## DATA SHOWN:
------------------------------
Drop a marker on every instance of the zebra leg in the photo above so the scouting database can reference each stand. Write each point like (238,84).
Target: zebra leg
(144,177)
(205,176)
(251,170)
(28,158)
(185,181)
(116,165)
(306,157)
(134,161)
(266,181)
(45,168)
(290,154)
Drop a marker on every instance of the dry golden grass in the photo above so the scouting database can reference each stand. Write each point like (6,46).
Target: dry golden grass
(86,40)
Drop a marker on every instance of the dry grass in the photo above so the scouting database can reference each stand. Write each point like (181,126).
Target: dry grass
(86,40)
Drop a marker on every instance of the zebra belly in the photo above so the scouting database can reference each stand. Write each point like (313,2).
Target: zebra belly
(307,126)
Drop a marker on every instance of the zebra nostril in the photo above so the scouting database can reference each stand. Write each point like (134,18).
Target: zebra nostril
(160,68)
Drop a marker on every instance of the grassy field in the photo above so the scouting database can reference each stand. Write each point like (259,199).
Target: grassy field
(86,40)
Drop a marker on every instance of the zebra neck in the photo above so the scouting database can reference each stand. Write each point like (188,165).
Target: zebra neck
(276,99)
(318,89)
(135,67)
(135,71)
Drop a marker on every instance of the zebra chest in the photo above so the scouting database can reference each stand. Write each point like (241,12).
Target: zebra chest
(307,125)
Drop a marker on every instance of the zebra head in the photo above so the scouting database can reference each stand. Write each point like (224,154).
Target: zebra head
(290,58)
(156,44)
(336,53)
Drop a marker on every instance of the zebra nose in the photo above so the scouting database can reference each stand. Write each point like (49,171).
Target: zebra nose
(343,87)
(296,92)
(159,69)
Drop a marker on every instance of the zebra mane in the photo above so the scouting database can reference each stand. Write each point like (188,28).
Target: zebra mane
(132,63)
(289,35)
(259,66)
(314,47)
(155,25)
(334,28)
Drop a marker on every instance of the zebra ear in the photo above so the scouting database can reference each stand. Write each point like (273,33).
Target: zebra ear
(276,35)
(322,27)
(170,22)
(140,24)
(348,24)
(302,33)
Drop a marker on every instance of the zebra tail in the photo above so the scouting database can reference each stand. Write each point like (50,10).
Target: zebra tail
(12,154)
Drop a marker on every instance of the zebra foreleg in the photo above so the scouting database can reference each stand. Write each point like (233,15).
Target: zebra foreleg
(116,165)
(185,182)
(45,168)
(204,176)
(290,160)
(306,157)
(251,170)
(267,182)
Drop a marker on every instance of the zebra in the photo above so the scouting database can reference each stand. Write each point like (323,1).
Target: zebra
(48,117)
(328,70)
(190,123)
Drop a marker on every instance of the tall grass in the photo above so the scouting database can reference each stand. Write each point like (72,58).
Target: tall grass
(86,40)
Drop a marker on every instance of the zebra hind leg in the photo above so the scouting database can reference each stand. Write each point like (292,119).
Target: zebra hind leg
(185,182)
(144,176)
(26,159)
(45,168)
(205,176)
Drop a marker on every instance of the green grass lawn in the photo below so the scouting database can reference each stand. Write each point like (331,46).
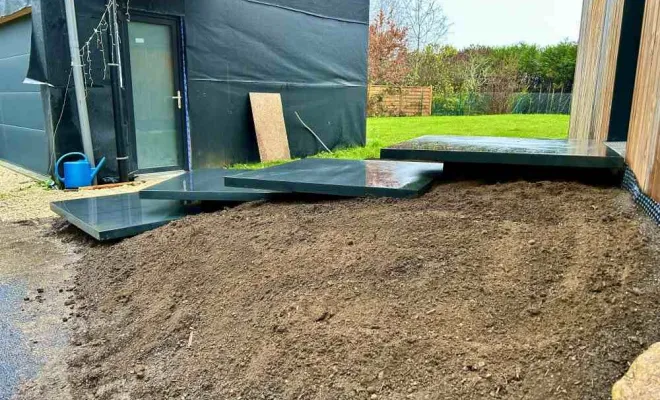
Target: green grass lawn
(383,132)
------------------------------
## WORK TO DO:
Begin with the line containing "Drop a marker on every instance of the tall" and end with the final line of the data, printing those lines exactly and only; pictures are left out.

## EXERCISE OUTPUT:
Drop a marker on every instance of the tall grass in the photo above so the scouting database can reference each stand. Write each point like (72,58).
Target: tall grass
(86,40)
Drop a marker on every instance of the zebra hind leg in the photo above so the scouting database can reference each stand. Write each point like (292,119).
Target: zebra hind leg
(185,182)
(144,176)
(26,159)
(45,168)
(205,176)
Drop a marker on every instance of the green grass lawn in the photo below so the scouting database can reference each stand. Write each point like (331,46).
Target: green grass lawn
(383,132)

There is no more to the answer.